= Aufgabenstellung 1 =
Nennen Sie alle geografischen Namen, also Länder, Orte, Schluchten und Pässe, die im Textauszug über die Rote Eidechse vorkommen.
= Aufgabenstellung 2 =
Übernehmen Sie aus der Auflistung unverändert den Abschnitt, der mit der Zeile beginnt, die „Where can you spot the forest“ enthält, und bis zum Ende der Auflistung reicht; beide Enden gehören dazu. Lassen Sie die Bilder in Ihrer Antwort weg.

= Textauszug =
════

Tunesien: Lézard Rouge – Lahme Rote Eidechse von Métlaoui
Die Rote Eidechse (Lézard Rouge) ist ein historischer Salonzug durch die enge Selja-Schlucht von Métlaoui, fährt aber gerade nicht.
Selbstversorger im 5-Sterne-Hotel
Obwohl auf dem Hotelparkplatz von Gafsa schon ziemlich zeitig die Autos losfahren und man im Aufstelldach ja alles mitkriegt, schlafen die Jungs ziemlich lange. Kann also nach der gestrigen Hatz über Rommels Kasserinpass in aller Ruhe auf- und umräumen, Musik hören und abwaschen. Hab keine Ahnung, ob bei unserer Übernachtung „im“ 5-Sterne-Hotel nicht auch Frühstück dabei ist. Aber das ist mir egal. Kein Bock.
Mache stattdessen für unser privates Frühstück gleich zwei Brötchenpacks und nutze den Stromüberfluss aus der Solaranlage, um mein Teewasser heiß zu machen. Der Tauchsieder funktioniert anstandslos an der Runhood Solarbox, die höchstens mal leise mit dem Lüfter surrt.

════

= Bereitgestellte Auflistung =
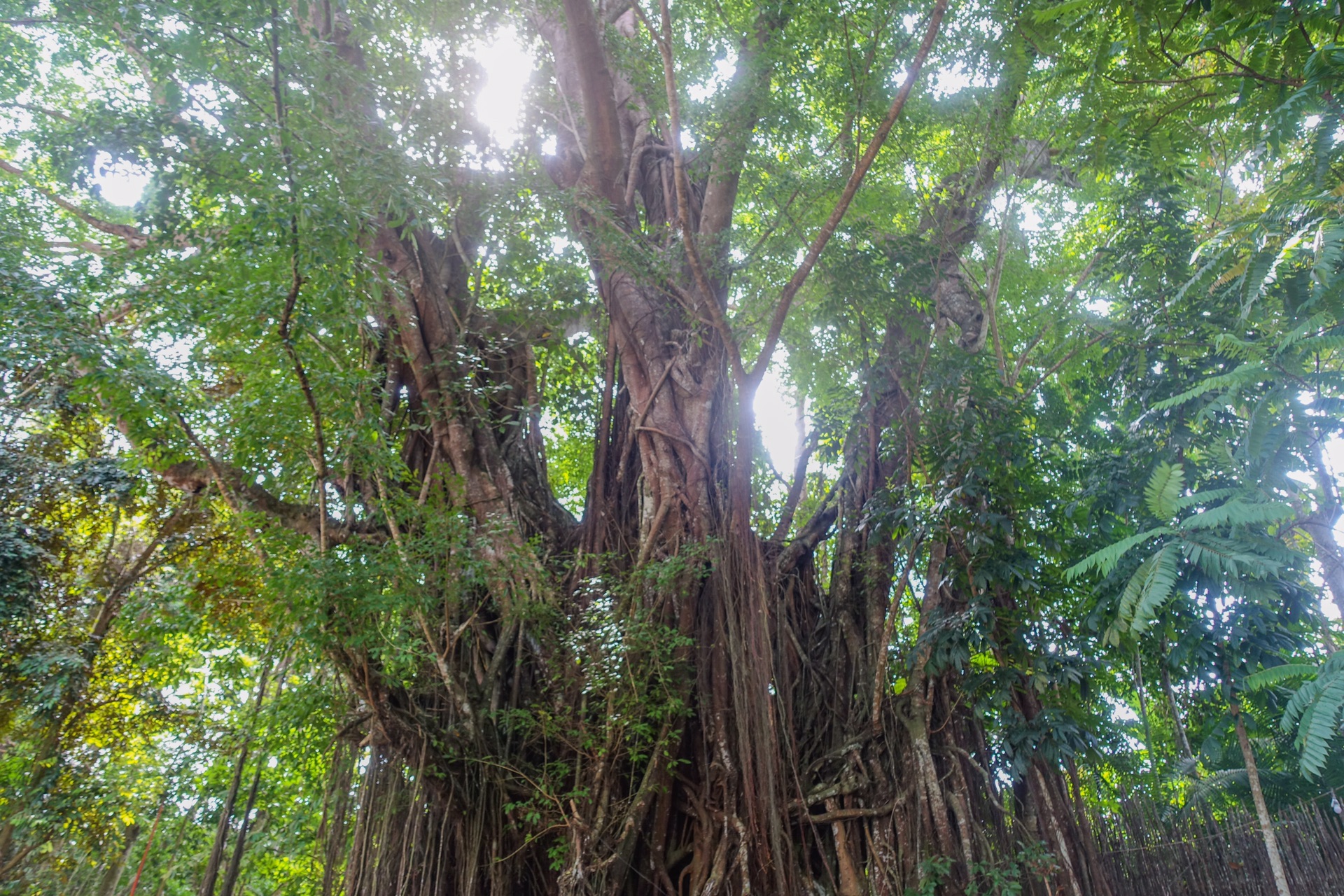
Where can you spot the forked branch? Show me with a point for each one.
(841, 206)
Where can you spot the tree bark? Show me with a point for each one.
(1266, 825)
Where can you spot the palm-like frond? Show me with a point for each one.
(1105, 559)
(1164, 488)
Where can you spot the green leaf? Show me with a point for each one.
(1059, 11)
(1164, 488)
(1107, 559)
(1238, 512)
(1149, 589)
(1276, 676)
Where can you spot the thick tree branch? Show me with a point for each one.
(134, 237)
(604, 155)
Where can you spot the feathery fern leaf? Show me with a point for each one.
(1105, 559)
(1164, 488)
(1276, 676)
(1148, 589)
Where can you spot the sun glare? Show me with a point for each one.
(508, 67)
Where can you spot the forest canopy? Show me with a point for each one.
(698, 447)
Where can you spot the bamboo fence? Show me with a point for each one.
(1194, 856)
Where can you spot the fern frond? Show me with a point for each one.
(1164, 488)
(1206, 498)
(1238, 512)
(1107, 559)
(1218, 556)
(1323, 724)
(1149, 589)
(1276, 676)
(1242, 375)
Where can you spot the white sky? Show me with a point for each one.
(508, 69)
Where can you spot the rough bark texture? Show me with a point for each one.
(765, 748)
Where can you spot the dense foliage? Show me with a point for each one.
(382, 504)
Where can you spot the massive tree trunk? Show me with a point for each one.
(656, 699)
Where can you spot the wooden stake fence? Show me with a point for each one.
(1147, 856)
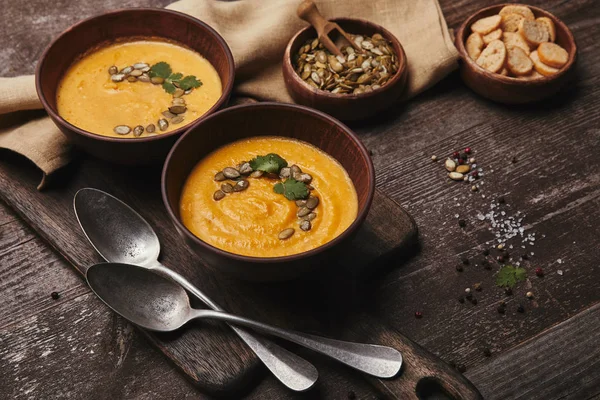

════

= Ergebnis 1 =
- Tunesien
- Métlaoui
- Selja-Schlucht
- Gafsa
- Kasserinpass

= Ergebnis 2 =
Where can you spot the forest canopy? Show me with a point for each one.
(698, 447)
Where can you spot the bamboo fence? Show me with a point for each one.
(1194, 856)
Where can you spot the fern frond? Show me with a point for each one.
(1164, 488)
(1206, 498)
(1238, 512)
(1107, 559)
(1218, 556)
(1323, 724)
(1149, 589)
(1276, 676)
(1242, 375)
Where can you spot the white sky? Show me with a point for each one.
(508, 69)
Where can you spot the rough bark texture? Show me with a point for each one.
(765, 748)
Where can you spot the dense foliage? Show me with a point for each one.
(382, 504)
Where can you spot the massive tree trunk? Show me with a point for each one.
(656, 699)
Where can you spot the wooden stake fence? Show me with a point for each one.
(1147, 856)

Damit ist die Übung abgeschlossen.